== Document ==
.....
The Settlement Agreement further provides, among other things, as follows:

 

  · The Investor Group and Investor Group Nominees will each execute a letter of withdrawal of their candidacy for election to the Board at the 2020 Meeting.
  · The Investor Group will not knowingly initiate, encourage, vote in favor of or participate in any third-party proxy, consent or other authority to vote from stockholders (including any “withhold,” “vote no,” “defeat quorum” or similar campaign) relating to the previously announced merger transaction with Austin HoldCo Inc. (“Parent”) and Austin BidCo Inc., which are affiliates of Baring Private Equity Asia (the “Merger”), subject to certain conditions being met.
  · The Company will reimburse the Investor Group promptly following the execution of the Settlement Agreement for its time and efforts and fees and expenses incurred in connection with the subject matter of the Settlement Agreement in an aggregate amount equal to $2,500,000.
  · Upon the closing of the Merger, Parent will reimburse the Investor Group for the difference between $51.35 per share and the sale price per share of the Company’s common stock of any trade executed by the Investor Group in open market transactions or the closing price on the date of any distribution of the Company’s common stock to the Investor Group or any of the partners, members, or investors of the members of the Investor Group, provided that the total amount of all such reimbursements made at the closing of the Merger shall not exceed $2,000,000 in the aggregate.

 

The foregoing description of the Settlement Agreement does not purport to be complete and is qualified in its entirety by reference to the full text of the Settlement Agreement, a copy of which is filed as Exhibit 10.1 to this Current Report on Form 8-K and incorporated herein by reference.
.....
== Recorded information ==
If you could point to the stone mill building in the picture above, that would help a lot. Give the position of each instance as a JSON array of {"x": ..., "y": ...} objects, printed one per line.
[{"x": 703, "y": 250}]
.....
== What is needed ==
In the settlement agreement summary, answer each question:
1. What total amount will the Company reimburse the Investor Group for its time, efforts, fees and expenses?
2. What per-share price does Parent use to calculate its reimbursement at the closing of the Merger?
3. Under what exhibit number is the full Settlement Agreement filed?

== Final result ==
1. $2,500,000
2. $51.35 per share
3. Exhibit 10.1